▶ [WHAT YOU WILL DO]: Reproduce every one of the items below, renaming "clicks" to "points" wherever it occurs and leaving the rest unchanged.

▶ [Dataset items]:
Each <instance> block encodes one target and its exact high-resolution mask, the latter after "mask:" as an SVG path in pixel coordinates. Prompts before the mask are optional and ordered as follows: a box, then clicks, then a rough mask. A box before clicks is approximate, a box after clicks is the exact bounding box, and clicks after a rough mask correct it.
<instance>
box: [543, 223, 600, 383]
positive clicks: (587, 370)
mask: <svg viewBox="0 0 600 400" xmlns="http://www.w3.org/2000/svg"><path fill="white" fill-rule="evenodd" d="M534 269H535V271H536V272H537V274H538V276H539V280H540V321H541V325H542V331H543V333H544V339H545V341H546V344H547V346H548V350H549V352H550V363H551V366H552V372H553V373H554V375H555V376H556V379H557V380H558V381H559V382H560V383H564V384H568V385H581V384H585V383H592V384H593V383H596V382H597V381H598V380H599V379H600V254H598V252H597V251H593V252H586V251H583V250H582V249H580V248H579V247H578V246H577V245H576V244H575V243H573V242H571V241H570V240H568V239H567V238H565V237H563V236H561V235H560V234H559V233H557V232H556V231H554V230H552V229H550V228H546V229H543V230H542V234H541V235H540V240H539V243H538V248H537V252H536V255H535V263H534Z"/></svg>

▶ [EXERCISE SOLUTION]:
Each <instance> block encodes one target and its exact high-resolution mask, the latter after "mask:" as an SVG path in pixel coordinates. Prompts before the mask are optional and ordered as follows: a box, then points, then a rough mask. A box before points is approximate, a box after points is the exact bounding box, and points after a rough mask correct it.
<instance>
box: [543, 223, 600, 383]
positive points: (587, 370)
mask: <svg viewBox="0 0 600 400" xmlns="http://www.w3.org/2000/svg"><path fill="white" fill-rule="evenodd" d="M534 269H535V271H536V272H537V274H538V276H539V280H540V321H541V325H542V331H543V333H544V339H545V341H546V344H547V346H548V350H549V352H550V363H551V366H552V372H553V373H554V375H555V376H556V379H557V380H558V381H559V382H560V383H564V384H568V385H581V384H585V383H592V384H593V383H596V382H597V381H598V380H599V379H600V254H598V252H597V251H593V252H586V251H583V250H582V249H580V248H579V247H578V246H577V245H576V244H575V243H573V242H571V241H570V240H568V239H567V238H565V237H563V236H561V235H560V234H559V233H557V232H556V231H554V230H552V229H550V228H546V229H543V230H542V234H541V235H540V240H539V243H538V248H537V252H536V255H535V263H534Z"/></svg>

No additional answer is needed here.